EXCLUSIVE: Secretary of State Calls on Iran to Act Like a ‘Normal Nation’

Nolan Peterson /

KYIV, Ukraine—Outlining potential prerequisites for relief from U.S. sanctions, Secretary of State Mike Pompeo said Iran must act like a “normal nation.” 

“They need to change, they need to become a normal nation. When they do that, we can see a brighter future for the Iranian people,” Pompeo told The Daily Signal in an exclusive interview.

“This is not about the Iranian people, this is about leadership that’s engaged in behaviors that I’m very confident that the Iranian people don’t think are in their best interests,” Pompeo said by telephone. 

President Donald Trump has said he is open to meeting with Iranian President Hassan Rouhani on the sidelines of the session of the United Nations General Assembly that opens Sept. 17 in New York.

- [Material shown]
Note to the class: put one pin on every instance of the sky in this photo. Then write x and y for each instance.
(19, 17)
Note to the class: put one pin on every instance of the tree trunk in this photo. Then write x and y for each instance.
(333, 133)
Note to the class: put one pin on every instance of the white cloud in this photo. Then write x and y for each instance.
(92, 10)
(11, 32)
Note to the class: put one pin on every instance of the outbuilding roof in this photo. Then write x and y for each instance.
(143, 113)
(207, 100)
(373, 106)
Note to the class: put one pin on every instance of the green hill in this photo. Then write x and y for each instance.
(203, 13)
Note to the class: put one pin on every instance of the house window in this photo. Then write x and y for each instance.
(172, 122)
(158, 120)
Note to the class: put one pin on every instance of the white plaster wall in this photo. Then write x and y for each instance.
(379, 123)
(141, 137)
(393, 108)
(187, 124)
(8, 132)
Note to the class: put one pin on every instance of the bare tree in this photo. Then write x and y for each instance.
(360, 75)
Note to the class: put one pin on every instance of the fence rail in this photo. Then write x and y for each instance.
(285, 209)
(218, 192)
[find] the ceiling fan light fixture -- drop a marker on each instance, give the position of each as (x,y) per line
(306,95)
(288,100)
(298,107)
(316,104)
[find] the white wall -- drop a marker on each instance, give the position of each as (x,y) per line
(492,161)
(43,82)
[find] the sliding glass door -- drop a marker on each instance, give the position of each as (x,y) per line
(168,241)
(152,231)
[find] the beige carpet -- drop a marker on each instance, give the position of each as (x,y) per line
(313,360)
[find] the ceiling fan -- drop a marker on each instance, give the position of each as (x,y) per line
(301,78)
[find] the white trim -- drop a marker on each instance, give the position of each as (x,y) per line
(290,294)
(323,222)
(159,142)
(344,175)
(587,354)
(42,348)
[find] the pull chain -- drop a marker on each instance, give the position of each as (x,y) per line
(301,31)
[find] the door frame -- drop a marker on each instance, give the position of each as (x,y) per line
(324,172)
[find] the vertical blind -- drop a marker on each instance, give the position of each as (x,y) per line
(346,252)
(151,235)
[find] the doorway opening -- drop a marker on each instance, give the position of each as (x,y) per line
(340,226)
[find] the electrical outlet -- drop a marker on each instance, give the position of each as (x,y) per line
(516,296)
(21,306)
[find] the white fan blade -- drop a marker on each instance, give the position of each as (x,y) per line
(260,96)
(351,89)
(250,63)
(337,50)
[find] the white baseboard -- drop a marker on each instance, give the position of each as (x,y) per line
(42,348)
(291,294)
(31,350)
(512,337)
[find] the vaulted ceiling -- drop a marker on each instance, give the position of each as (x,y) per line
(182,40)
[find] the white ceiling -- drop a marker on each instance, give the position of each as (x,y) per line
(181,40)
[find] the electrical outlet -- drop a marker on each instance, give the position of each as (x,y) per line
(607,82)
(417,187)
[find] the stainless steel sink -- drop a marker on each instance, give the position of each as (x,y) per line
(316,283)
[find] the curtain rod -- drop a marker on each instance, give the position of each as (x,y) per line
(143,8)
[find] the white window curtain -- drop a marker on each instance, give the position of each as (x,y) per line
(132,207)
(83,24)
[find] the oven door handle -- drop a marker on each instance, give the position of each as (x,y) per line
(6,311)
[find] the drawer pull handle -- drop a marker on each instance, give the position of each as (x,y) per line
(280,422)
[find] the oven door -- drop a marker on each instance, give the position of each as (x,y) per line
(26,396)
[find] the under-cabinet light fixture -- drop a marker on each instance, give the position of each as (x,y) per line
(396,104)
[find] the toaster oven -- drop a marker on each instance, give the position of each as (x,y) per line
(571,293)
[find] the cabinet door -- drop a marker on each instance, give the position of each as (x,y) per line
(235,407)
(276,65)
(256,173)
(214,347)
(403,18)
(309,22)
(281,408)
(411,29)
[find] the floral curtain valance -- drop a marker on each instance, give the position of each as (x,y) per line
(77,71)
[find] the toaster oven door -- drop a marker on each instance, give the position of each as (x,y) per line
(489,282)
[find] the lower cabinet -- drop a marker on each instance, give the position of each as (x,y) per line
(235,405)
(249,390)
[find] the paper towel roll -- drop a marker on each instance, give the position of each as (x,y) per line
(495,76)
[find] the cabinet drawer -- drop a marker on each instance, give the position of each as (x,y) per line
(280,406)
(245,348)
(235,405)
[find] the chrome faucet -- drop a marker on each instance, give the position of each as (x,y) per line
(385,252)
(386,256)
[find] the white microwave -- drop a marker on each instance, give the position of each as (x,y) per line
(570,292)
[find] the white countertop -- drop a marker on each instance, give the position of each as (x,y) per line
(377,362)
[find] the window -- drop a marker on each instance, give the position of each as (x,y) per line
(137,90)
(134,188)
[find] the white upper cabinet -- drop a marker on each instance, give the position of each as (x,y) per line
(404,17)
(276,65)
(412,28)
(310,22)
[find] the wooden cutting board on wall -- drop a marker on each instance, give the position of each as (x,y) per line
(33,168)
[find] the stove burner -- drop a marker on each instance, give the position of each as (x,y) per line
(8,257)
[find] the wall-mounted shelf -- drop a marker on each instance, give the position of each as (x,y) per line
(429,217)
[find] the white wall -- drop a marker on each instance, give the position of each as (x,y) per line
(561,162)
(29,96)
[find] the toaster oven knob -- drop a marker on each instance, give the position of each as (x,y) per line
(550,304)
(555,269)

- [Prompt] Copy the stretch of the article about Pompeo and Iran from "EXCLUSIVE: Secretary of" through "an exclusive interview.", word for word. Rely on nothing but the article about Pompeo and Iran.

- [Expected answer]
EXCLUSIVE: Secretary of State Calls on Iran to Act Like a ‘Normal Nation’

Nolan Peterson /

KYIV, Ukraine—Outlining potential prerequisites for relief from U.S. sanctions, Secretary of State Mike Pompeo said Iran must act like a “normal nation.” 

“They need to change, they need to become a normal nation. When they do that, we can see a brighter future for the Iranian people,” Pompeo told The Daily Signal in an exclusive interview.